⟨

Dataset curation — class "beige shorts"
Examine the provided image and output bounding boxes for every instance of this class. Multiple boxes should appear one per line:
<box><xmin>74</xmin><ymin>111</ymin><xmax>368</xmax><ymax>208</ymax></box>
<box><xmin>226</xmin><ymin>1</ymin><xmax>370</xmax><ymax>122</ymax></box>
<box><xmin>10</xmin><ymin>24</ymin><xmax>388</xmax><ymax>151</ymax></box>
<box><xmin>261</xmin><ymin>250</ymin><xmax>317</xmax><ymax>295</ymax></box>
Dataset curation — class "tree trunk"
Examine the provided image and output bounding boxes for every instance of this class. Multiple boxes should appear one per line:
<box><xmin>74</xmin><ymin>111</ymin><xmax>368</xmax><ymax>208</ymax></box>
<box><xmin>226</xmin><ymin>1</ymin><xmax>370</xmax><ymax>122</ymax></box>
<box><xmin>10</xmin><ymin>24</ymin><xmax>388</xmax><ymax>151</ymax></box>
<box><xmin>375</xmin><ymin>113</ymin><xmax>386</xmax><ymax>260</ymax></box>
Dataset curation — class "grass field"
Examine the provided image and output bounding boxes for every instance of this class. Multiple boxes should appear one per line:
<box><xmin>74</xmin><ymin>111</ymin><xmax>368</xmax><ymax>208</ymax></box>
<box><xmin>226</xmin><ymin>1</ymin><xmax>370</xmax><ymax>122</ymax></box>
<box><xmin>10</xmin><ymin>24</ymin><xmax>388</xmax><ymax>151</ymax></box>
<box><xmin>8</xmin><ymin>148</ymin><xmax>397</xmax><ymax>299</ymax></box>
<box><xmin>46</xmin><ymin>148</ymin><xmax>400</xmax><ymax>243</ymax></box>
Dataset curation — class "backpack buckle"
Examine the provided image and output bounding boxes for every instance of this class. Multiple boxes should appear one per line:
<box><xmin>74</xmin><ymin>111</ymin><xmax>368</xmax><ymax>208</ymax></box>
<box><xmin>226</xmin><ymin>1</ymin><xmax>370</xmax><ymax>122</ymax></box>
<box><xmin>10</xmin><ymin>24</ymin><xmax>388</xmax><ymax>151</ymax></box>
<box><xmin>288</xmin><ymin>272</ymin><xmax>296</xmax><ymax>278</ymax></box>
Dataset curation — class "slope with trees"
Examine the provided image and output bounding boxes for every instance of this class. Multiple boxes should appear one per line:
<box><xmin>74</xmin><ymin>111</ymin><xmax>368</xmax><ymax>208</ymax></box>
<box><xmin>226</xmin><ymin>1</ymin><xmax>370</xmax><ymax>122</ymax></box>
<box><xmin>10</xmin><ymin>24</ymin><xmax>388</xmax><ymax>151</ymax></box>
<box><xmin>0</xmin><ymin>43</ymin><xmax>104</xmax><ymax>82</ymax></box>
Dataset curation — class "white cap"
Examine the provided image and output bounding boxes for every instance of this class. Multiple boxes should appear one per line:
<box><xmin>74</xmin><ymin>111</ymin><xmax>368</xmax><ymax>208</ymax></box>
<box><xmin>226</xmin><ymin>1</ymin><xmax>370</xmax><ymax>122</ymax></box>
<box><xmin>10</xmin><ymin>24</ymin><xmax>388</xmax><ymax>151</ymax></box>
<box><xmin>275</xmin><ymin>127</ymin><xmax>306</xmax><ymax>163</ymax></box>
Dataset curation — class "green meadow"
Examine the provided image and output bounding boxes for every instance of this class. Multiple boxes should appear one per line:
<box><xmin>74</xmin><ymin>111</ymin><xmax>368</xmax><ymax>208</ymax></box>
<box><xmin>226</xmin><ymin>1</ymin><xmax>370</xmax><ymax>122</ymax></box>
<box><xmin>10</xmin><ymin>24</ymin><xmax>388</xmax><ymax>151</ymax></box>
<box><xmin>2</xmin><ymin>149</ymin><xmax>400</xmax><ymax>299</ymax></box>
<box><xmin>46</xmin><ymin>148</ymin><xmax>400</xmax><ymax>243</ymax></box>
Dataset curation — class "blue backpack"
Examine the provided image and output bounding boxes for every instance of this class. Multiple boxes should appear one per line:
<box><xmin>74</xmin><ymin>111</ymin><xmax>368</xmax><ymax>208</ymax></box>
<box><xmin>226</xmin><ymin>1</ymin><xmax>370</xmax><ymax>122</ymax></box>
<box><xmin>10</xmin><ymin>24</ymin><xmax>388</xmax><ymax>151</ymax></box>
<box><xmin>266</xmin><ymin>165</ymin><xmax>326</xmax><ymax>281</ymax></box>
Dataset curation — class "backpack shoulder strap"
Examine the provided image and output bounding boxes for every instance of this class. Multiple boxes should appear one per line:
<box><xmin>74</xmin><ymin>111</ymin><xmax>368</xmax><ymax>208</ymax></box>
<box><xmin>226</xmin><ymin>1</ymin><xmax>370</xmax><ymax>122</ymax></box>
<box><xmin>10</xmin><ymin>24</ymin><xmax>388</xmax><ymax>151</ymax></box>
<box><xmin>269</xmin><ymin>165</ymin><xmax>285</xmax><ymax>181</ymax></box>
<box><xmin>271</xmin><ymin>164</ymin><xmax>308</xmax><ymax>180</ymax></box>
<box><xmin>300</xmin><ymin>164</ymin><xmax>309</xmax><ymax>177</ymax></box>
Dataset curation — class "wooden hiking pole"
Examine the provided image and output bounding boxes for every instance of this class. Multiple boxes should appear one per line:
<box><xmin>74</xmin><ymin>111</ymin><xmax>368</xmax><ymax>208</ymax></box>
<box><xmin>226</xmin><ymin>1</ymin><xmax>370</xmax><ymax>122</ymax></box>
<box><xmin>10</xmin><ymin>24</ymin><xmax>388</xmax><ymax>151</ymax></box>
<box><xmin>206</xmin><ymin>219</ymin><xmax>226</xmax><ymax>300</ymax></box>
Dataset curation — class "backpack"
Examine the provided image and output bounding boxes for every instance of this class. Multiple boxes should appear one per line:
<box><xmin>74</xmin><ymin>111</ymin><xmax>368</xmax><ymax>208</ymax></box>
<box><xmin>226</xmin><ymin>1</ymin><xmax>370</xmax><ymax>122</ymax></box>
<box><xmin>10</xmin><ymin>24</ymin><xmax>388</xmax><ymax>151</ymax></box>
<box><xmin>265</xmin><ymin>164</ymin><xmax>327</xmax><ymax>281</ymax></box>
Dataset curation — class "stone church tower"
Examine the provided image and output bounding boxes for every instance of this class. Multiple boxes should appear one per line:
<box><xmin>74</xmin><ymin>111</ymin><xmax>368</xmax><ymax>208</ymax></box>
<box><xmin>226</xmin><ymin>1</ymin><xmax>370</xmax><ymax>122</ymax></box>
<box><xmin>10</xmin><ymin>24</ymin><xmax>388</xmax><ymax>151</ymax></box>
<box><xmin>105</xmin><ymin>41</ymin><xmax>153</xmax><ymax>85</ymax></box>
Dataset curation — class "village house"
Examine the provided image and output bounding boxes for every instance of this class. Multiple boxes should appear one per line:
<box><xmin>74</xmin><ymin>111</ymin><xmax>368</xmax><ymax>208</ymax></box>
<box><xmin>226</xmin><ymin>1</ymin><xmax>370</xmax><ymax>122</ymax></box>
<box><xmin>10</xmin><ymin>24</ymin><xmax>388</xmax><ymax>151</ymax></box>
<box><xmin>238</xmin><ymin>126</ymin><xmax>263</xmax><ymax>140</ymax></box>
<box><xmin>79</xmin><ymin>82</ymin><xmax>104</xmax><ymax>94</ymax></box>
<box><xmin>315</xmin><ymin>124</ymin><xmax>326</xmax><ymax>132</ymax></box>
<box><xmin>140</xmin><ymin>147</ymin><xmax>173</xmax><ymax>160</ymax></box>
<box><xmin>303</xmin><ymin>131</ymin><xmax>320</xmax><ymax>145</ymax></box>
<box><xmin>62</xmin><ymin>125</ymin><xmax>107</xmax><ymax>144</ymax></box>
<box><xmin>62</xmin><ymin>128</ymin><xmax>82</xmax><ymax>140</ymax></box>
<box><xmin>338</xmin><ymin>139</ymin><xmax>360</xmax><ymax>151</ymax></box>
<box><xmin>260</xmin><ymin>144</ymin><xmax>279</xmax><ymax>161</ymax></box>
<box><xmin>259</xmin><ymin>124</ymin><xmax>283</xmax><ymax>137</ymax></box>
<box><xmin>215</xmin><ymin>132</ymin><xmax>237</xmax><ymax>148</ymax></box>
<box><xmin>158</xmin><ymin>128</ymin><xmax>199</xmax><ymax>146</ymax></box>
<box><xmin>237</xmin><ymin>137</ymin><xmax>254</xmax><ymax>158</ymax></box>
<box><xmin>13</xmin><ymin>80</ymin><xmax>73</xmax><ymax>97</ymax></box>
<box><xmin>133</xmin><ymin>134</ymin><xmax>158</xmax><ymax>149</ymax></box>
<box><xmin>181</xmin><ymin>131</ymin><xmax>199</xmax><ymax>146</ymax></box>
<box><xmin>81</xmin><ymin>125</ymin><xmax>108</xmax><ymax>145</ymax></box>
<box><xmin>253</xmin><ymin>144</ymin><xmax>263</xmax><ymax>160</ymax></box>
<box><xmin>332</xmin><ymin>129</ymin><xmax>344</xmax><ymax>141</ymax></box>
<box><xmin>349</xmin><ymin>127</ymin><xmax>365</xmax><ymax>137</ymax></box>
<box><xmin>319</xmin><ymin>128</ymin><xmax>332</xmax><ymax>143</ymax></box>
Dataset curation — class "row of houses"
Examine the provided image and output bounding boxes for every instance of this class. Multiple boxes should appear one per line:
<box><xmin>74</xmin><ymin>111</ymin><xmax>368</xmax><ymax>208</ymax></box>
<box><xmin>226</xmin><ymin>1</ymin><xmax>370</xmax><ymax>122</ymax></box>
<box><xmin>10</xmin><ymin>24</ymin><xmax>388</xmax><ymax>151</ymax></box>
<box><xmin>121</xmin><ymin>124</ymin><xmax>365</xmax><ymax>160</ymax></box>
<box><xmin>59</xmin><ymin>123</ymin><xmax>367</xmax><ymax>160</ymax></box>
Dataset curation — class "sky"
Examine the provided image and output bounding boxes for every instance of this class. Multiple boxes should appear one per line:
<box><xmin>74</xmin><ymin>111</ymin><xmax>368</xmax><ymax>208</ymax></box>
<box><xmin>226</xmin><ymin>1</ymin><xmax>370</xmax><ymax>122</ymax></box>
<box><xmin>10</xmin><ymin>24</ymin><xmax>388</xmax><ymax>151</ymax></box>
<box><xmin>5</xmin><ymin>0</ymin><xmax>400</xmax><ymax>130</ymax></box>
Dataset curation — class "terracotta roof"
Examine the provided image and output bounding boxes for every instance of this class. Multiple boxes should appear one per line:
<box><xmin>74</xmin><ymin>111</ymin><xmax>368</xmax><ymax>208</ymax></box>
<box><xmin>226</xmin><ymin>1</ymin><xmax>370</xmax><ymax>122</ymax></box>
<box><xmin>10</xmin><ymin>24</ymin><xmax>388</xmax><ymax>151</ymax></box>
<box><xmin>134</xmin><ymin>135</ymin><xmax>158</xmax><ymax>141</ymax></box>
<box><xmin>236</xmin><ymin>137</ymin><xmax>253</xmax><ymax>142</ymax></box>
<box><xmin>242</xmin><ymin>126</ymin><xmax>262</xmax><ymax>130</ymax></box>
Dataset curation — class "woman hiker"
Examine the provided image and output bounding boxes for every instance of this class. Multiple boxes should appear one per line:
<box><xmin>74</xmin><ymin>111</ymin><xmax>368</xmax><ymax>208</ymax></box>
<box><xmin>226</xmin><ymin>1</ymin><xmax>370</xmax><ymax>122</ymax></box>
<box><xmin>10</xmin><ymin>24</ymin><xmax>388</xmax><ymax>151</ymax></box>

⟩

- WORK ITEM: Only the number is needed. Say how many lines of the entries contain "backpack".

- EXPECTED OUTPUT: 4